Look below for the line holding "TARGET = sky" and the line holding "TARGET = low vegetation". Repeat those two and everything between, exactly.

• _Task input_:
━━━

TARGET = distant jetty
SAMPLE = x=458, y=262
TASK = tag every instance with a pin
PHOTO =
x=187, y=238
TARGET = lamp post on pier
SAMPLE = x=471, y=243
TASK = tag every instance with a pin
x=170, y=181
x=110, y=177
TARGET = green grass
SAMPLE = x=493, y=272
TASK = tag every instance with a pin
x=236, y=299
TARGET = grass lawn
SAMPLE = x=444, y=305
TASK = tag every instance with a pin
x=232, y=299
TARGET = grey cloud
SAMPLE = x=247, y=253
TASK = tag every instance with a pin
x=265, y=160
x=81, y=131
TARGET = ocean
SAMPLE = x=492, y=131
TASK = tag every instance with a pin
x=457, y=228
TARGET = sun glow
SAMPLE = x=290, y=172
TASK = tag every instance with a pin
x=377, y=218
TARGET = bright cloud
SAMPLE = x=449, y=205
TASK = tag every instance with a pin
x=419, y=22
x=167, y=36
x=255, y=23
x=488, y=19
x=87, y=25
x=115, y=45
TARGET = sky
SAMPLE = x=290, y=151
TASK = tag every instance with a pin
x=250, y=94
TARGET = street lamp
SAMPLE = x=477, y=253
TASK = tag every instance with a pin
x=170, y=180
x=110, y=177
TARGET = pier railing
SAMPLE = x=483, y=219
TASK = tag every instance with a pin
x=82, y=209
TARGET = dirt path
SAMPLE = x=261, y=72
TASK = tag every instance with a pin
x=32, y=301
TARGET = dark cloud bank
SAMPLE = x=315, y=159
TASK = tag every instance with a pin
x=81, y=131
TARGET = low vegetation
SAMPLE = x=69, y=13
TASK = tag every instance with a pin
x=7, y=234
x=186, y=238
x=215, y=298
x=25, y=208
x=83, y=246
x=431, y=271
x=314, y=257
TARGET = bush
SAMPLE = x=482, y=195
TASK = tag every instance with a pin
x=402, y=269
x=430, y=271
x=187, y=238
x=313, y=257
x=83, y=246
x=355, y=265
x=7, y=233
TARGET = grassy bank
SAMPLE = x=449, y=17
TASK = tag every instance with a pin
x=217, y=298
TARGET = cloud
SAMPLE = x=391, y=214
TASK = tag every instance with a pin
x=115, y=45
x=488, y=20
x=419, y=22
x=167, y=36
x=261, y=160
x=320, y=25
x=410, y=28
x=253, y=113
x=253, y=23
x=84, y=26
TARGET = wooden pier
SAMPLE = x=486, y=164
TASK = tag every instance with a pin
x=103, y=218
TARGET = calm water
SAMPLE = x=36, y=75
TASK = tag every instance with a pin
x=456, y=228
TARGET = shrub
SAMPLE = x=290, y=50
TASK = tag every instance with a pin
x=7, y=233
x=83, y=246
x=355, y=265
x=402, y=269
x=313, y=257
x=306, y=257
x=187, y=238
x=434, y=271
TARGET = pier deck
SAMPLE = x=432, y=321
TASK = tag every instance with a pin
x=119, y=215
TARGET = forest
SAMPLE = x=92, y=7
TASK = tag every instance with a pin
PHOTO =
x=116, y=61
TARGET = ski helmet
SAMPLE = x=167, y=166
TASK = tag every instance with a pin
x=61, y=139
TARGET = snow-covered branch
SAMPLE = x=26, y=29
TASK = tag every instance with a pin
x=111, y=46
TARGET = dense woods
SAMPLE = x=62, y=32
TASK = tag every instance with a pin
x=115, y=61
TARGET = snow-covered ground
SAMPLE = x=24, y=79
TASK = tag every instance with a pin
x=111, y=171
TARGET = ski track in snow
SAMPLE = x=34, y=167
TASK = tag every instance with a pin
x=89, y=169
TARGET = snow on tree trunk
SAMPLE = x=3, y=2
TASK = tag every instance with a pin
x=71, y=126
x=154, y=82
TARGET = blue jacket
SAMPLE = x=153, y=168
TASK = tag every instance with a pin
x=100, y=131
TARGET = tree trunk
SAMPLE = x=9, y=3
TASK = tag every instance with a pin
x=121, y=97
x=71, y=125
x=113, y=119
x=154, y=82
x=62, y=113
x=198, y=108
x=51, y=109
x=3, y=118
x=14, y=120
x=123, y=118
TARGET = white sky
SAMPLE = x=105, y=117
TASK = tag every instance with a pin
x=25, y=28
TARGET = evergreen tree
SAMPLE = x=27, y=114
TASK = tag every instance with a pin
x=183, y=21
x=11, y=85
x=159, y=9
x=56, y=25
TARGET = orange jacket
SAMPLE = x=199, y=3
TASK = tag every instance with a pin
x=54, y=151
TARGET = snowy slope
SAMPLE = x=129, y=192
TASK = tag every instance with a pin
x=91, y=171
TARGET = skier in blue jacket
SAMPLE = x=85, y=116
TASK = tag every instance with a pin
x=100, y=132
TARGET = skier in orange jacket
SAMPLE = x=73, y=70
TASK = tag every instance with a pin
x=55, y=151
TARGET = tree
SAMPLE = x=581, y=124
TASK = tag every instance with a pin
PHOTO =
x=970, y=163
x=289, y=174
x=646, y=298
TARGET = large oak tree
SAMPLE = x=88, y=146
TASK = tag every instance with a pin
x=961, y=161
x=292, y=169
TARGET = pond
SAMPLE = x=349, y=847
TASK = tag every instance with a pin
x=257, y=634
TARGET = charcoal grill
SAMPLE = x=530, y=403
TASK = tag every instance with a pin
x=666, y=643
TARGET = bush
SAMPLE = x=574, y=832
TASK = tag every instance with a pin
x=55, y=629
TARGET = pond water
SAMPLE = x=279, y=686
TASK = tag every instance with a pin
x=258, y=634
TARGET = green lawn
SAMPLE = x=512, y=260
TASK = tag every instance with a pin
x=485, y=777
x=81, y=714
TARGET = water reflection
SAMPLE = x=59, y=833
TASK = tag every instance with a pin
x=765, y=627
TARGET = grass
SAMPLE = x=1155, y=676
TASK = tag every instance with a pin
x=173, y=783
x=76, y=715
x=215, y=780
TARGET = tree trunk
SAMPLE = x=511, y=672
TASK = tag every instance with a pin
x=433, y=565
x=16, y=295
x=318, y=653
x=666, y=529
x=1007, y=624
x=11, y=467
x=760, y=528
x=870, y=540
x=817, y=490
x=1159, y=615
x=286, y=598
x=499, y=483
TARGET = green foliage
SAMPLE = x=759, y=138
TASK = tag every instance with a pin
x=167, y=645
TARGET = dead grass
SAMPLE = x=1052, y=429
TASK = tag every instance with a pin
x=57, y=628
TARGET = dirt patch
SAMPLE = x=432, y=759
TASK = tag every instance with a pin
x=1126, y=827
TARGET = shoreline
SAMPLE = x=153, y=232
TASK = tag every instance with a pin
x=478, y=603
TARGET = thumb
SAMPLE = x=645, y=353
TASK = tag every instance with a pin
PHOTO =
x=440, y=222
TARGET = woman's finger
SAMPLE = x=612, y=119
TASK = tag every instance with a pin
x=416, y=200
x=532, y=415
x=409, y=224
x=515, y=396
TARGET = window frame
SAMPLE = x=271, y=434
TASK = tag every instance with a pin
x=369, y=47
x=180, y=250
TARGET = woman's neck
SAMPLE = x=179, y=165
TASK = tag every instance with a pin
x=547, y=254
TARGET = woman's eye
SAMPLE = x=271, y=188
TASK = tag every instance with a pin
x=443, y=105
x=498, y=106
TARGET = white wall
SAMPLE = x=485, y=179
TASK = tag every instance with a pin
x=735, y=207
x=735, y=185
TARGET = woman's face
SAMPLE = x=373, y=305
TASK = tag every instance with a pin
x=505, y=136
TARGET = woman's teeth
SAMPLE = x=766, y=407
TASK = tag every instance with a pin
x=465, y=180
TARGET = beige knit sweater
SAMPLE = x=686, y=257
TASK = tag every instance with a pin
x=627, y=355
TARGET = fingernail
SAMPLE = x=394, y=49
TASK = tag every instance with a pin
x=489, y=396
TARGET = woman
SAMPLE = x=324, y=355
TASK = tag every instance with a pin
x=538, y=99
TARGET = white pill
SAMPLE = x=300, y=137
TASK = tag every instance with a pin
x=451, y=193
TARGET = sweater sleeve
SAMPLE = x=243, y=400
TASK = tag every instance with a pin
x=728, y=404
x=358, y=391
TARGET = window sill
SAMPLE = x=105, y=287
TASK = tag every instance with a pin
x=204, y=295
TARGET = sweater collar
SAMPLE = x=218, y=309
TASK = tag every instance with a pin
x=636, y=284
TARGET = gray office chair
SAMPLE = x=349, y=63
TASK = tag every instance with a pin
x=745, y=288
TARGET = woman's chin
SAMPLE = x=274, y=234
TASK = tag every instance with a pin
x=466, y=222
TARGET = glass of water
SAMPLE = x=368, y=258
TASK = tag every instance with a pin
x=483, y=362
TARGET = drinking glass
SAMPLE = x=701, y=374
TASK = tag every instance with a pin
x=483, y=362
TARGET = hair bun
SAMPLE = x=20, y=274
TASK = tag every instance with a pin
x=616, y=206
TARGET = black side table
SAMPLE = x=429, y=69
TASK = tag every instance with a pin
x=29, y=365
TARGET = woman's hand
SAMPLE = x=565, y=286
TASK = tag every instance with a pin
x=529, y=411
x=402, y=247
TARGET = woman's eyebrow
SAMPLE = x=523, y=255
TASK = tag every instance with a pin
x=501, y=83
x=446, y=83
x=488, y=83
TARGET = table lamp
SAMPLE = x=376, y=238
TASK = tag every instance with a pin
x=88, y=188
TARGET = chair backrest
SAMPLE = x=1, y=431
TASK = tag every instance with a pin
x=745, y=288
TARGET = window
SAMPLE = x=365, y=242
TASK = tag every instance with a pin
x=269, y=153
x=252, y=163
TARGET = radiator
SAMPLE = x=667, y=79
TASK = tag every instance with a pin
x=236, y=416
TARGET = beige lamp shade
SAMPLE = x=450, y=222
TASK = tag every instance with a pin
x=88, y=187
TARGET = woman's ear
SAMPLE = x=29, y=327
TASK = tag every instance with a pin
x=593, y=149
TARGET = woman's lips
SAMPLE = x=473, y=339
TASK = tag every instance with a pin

━━━

• _Written answer_:
TARGET = sky
SAMPLE = x=290, y=151
TASK = tag every instance with a pin
x=250, y=94
TARGET = street lamp
SAMPLE = x=477, y=253
TASK = tag every instance with a pin
x=170, y=180
x=110, y=177
TARGET = pier railing
SAMPLE = x=483, y=219
TASK = tag every instance with a pin
x=82, y=209
TARGET = dirt path
SAMPLE = x=261, y=72
TASK = tag every instance with a pin
x=32, y=301
TARGET = dark cloud bank
SAMPLE = x=315, y=159
TASK = tag every instance with a pin
x=81, y=131
TARGET = low vegetation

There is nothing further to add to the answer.